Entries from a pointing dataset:

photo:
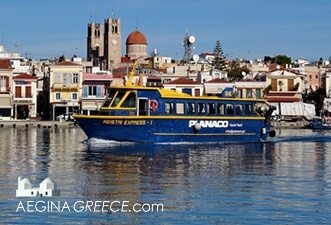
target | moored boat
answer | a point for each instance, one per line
(144, 114)
(319, 123)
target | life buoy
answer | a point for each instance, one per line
(153, 104)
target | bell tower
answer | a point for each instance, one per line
(95, 43)
(112, 43)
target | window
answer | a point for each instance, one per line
(75, 78)
(180, 108)
(248, 110)
(18, 92)
(4, 83)
(201, 108)
(211, 108)
(169, 107)
(92, 90)
(110, 96)
(28, 92)
(220, 109)
(229, 109)
(190, 108)
(249, 93)
(130, 101)
(240, 93)
(258, 93)
(118, 98)
(74, 96)
(239, 110)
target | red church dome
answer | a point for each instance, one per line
(136, 37)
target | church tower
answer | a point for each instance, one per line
(112, 43)
(95, 43)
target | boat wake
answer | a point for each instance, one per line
(104, 143)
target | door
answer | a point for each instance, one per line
(143, 109)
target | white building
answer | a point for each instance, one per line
(46, 188)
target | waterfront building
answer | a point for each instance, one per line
(104, 42)
(217, 87)
(285, 85)
(25, 96)
(6, 80)
(185, 85)
(95, 43)
(249, 89)
(65, 87)
(136, 46)
(112, 43)
(327, 83)
(204, 76)
(93, 94)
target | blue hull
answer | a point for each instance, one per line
(158, 130)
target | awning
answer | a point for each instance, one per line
(5, 102)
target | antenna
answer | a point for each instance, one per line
(188, 46)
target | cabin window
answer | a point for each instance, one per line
(58, 96)
(201, 108)
(111, 94)
(169, 107)
(211, 108)
(249, 93)
(249, 110)
(190, 108)
(258, 93)
(220, 109)
(130, 101)
(239, 109)
(229, 109)
(118, 98)
(107, 102)
(180, 108)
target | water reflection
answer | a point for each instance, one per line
(214, 183)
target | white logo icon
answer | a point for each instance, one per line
(47, 188)
(210, 123)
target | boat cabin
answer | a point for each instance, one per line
(142, 101)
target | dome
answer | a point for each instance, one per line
(136, 37)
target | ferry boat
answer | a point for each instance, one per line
(157, 115)
(319, 123)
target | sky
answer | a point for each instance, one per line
(245, 28)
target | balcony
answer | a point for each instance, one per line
(65, 87)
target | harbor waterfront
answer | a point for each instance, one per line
(284, 181)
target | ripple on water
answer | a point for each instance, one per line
(285, 181)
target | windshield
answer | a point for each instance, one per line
(118, 98)
(110, 96)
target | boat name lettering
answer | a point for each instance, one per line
(210, 123)
(235, 131)
(125, 122)
(235, 124)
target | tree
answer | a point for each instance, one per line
(316, 98)
(236, 71)
(279, 59)
(219, 60)
(283, 60)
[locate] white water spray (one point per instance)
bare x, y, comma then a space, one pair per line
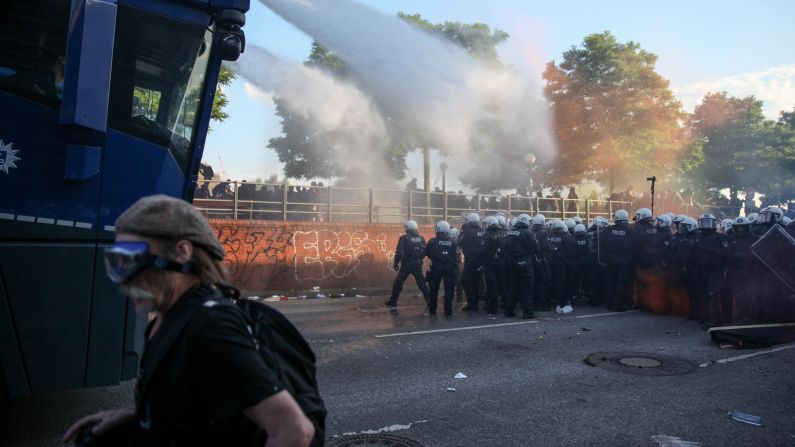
429, 88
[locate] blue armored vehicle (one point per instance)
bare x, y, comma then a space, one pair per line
101, 102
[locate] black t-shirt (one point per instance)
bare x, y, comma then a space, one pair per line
198, 373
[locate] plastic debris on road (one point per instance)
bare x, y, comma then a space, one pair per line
673, 441
747, 418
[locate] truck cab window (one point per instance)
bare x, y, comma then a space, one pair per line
159, 70
33, 48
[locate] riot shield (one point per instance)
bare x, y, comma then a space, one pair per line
776, 250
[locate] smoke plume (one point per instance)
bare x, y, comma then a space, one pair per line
349, 122
430, 91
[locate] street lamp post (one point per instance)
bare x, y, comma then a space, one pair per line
530, 159
443, 167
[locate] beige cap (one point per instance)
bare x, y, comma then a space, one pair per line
165, 217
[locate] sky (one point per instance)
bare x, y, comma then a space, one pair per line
702, 46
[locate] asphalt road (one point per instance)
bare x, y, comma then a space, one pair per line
527, 383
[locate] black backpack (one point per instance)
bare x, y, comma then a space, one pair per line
286, 351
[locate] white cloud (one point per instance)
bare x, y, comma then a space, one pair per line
255, 94
775, 86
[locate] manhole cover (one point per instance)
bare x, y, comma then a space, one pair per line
640, 363
372, 441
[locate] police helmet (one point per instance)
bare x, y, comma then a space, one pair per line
725, 225
707, 222
688, 225
741, 226
601, 222
663, 221
643, 214
771, 214
741, 221
523, 220
490, 221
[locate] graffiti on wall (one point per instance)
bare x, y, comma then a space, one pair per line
256, 254
326, 254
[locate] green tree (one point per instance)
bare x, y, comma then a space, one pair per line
308, 152
220, 100
734, 134
615, 118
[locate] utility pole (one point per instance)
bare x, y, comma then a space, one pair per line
653, 180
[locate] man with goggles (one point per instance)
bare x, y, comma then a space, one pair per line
202, 380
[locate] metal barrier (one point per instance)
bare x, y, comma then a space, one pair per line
269, 201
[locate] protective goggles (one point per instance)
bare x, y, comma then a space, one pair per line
123, 260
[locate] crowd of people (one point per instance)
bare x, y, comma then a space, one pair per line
700, 267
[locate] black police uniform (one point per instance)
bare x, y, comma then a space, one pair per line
542, 275
580, 266
409, 254
444, 266
502, 277
617, 245
643, 256
471, 243
709, 253
743, 271
521, 248
595, 274
561, 252
492, 262
684, 267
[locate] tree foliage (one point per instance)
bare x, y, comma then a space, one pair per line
306, 152
220, 100
615, 118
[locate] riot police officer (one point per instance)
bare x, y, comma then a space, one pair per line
581, 263
541, 274
471, 242
682, 261
492, 262
617, 246
442, 251
643, 252
595, 274
520, 249
409, 254
709, 253
561, 251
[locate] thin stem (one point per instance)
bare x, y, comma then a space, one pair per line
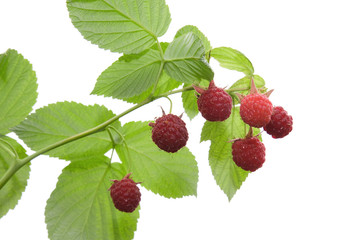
117, 132
101, 127
170, 104
161, 67
111, 136
237, 89
11, 148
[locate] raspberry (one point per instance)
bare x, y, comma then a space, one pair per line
256, 110
169, 133
248, 153
280, 124
214, 103
125, 194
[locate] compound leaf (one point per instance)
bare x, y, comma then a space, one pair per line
171, 175
189, 100
130, 75
62, 120
164, 85
80, 207
17, 89
122, 26
189, 28
185, 59
13, 189
232, 59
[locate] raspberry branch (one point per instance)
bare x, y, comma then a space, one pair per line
101, 127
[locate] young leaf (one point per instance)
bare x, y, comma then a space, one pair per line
129, 76
172, 175
189, 100
189, 28
245, 84
232, 59
185, 59
127, 26
62, 120
80, 207
13, 189
164, 85
227, 175
17, 89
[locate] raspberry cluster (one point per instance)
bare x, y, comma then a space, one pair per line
256, 110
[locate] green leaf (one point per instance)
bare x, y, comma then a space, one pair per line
129, 76
189, 100
11, 193
164, 85
185, 59
245, 84
232, 59
122, 26
62, 120
189, 28
171, 175
80, 207
17, 89
227, 175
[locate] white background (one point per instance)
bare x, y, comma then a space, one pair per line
308, 51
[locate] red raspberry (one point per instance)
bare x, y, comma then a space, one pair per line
256, 110
280, 124
125, 194
248, 153
169, 133
214, 103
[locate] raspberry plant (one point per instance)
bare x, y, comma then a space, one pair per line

=== AIM ===
Reproduce the records above exactly, starting with the line that contains "[locate] raspberry cluster" and ending with the last line.

=== RESULT FOR THIS EXERCISE ===
[locate] raspberry cluster (one point per instance)
bare x, y, comma then a space, one pair per line
256, 110
[locate] green leaf (one point per instance)
bare x, y, comma then a space, one pair per line
129, 76
189, 100
11, 193
164, 85
185, 59
245, 84
232, 59
122, 26
62, 120
189, 28
171, 175
80, 207
17, 89
227, 175
[locate] white background (one point per instance)
bare x, y, comma then a space, one pair per line
308, 51
[locate] red raspberry (one point per instance)
bare x, y, comma then a space, one pair per line
256, 110
280, 124
125, 194
248, 153
169, 133
214, 103
[locate] raspberry plant (one point per instance)
bare x, y, comma then a space, one pair per line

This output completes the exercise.